> WRITTEN PROBLEM:
List each of the lines below that contains the word "flower".

[Source data]
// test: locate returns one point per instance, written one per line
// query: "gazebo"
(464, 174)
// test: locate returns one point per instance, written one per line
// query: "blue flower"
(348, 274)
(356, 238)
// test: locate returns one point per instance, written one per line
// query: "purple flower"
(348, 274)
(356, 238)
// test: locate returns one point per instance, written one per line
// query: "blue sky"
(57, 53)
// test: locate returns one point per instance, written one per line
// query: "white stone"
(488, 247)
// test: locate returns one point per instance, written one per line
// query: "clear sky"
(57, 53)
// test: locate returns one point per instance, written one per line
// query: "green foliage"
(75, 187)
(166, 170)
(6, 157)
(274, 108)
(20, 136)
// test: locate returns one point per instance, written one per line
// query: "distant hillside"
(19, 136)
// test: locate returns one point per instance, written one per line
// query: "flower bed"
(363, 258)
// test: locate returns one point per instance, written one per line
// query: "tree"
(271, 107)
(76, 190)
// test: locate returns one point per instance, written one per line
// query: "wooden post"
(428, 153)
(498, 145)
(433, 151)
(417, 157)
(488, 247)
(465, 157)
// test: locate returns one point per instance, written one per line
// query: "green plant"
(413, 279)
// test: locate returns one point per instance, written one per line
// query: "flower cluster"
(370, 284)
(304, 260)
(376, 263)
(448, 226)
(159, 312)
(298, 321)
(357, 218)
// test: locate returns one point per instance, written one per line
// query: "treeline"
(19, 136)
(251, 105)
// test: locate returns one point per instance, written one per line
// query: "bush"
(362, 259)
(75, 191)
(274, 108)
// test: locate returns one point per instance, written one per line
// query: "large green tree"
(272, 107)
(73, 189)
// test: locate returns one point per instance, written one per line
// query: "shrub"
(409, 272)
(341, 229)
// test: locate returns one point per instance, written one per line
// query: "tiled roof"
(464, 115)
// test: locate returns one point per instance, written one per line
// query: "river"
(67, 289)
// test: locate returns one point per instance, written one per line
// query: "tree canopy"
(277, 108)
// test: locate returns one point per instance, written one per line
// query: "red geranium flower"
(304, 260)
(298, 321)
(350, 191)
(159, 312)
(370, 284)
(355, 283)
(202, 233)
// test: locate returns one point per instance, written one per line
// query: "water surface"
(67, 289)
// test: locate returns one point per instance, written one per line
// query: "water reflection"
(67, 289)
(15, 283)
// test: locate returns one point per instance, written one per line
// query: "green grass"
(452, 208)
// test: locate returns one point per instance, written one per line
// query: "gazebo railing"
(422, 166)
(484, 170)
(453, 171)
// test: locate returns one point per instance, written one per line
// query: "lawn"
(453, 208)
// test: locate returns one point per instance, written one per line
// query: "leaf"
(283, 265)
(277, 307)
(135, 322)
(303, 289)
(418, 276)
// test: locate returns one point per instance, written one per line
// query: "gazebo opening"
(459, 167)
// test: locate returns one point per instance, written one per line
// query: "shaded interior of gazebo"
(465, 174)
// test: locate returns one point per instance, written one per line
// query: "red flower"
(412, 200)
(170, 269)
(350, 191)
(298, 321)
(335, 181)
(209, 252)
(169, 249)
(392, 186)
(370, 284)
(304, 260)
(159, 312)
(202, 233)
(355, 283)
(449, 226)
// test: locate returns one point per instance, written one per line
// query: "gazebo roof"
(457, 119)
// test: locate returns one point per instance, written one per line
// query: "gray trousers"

> SOLUTION BELOW:
// query: "blue flower"
// query: "purple flower"
// query: "flower bed"
// query: "flower cluster"
// query: "red geranium flower"
// query: "red flower"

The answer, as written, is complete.